== Document excerpt ==

Using fsck to Check ufs File Systems
Tom Clark
Introduction
A file system is a mechanism for locating files on a
storage device
recording medium, the device implementing a compatible
internal data
storage structure (e.g., random access disks with fixed
block sizes
and sequential access tapes with variable block sizes).
The accessible
storage can be considered as an organized "pool"
of data storage
resources. There are several common types of UNIX file
systems [1-2],
but this article discusses only the UNIX ufs file system.
The concepts
presented are applicable to all UNIX file systems being
checked using
fsck.
File systems are generally logically independent of
the required underlying
physical storage devices, although their operation is
directly affected
by these storage devices (for example, errors affecting
the operation
of the devices commonly affect the file system structure
or the files
maintained by the file system). However, not all file
system errors
can be related to an error reported by the underlying
storage device
(some other storage device, or source of error, may
be the root cause).
For simplicity, my discussion will be limited to storage
devices attached
to the host computer via the SCSI (Small Computer System
Interface)
bus. These devices support an addressable linear array
of identical
logical blocks, each block containing 512 bytes of data
(other common
block sizes are 1024 and 2048). Focusing on SCSI systems
dictates
to some extent problem determination and error recovery/restart
procedures,
since these procedures are designed to support the selected
storage
devices. In conjuction with the discussion of using
fsck to
check ufs file systems, I present a system administrator's
script
for checking multiple file systems.
SCSI Disk Error Model
A very high percentage of SCSI disk errors occur when
data is retrieved
from the medium. Errors that occur when storing data
are usually not
detected until the data is retrieved, although if the
device is unable
to locate the proper block on a write operation it can
immediately
signal a write error.
Even though the majority of accesses to a disk are data
retrieval
operations, complete media testing entails testing both
storage and
retrieval operations. The device that supports defect
management enables
linking around defective blocks. Typically, this service
is performed
either in response to the execution of a disk maintenance
command
or at the direction of a disk device driver in response
to a "hard
error" reported by the device.
A "hard error" exists: 1) where the device
signals that it
is unable to recover data (e.g., too many errors); or
2) where successive
unsuccessful attempts to correctly retrieve data (errors
reported
along with the data) are halted by the device driver.
The disk driver may have previously requested that the
device automatically
reassign a "bad" block during an initialization
phase. If
not, it may issue a separate command to the device to
reassign the
known "bad" block. It may also choose to do
nothing, leaving
a hole in the linear array and presenting an opportunity
for another
utility to attempt a patch of the linear array.

===
== Data under study ==

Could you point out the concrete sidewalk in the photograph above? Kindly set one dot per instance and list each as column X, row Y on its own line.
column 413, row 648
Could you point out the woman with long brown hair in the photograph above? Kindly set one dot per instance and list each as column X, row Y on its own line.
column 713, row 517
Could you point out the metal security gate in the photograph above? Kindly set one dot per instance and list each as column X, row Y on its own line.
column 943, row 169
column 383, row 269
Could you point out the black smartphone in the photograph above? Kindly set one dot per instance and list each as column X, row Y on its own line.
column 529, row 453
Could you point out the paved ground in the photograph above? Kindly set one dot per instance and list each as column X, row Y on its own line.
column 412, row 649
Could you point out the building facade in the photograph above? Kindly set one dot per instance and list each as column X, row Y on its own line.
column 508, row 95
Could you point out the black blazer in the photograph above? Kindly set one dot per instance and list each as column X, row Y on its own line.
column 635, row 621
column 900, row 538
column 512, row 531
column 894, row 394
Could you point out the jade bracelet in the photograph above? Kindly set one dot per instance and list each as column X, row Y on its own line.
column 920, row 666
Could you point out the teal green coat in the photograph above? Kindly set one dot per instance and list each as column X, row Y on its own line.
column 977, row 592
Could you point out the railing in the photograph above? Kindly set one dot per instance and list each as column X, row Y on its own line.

===

Activity A => Edit the article on checking ufs file systems with fsck, starting with "The accessible" and going on through "ufs file system.", and put "available" in place of "accessible".
Activity B => Proceed with the article on checking ufs file systems with fsck, writing on from the last sentence shown.
The listing is not needed for any of this work.

Your response A =>
The available
storage can be considered as an organized "pool"
of data storage
resources. There are several common types of UNIX file
systems [1-2],
but this article discusses only the UNIX ufs file system.

Your response B =>
Successive unsuccessful attempts to retrieve data followed
by a single
successful data retrieval can occur before the device
driver halts
the data retrieval operations. Each such unsuccessful
attempt is termed
a "soft error." Excessive "soft errors"
are indicative
of future problems and should be corrected during preventive
maintenance.
The reassignment of a data block may result in data
loss even though
performed without additional errors. This usually happens
when the
device is unable to correctly recover data from the
"bad"
block and transfer it to the patch block.
A device driver typically stores whatever data has been
retrieved
from a "bad" block and writes it to the patch
block after
completion of the reassignment. Where no data is retrieved,
a block
of ZEROs is written to the patch block. Little else
can be done to
recover data directly; instead, restoring files from
recent backups
should be considered.
Device maintenance commands such as format can be used
to
"patch" the linear array of logical blocks.
you can perform
surface analysis to detect and reassign "bad"
blocks and should
do this periodically since the recording media degrades
with time.
ufs File System
A ufs file system can be represented simply as a large
data structure
composed of sequences of one or more smaller data structures
(referred
to as a cylinder group) each composed of the following[1]:
-- Offset
-- Super-block
-- Cylinder Group Map
-- Inodes
-- Storage Blocks
The "super-block" contains information on
the size and status
of the file system, the label (obtained from block 0
of a SCSI disk),
and the cylinder group. Multiple "super-blocks"
are created
and used to repair ones that are bad.
Inodes contain all information about a file except its
name (kept
in a directory). Typically, one inode is created for
every 2048 bytes
of available storage (this can be altered when the file
system is
built; refer to the mkfs user command). An inode contains
information on the:
-- file type (regular, directory, block, character,
symbolic link or FIFO/pipe),
-- file permissions,
-- number of hard links,
-- user-id and group-id,
-- number of bytes,
-- first 12 disk block addresses,
-- three indirect pointers to additional disk block
addresses, and
-- file time-related data.
The majority of blocks in a cylinder group (1-to-32
cylinders/group)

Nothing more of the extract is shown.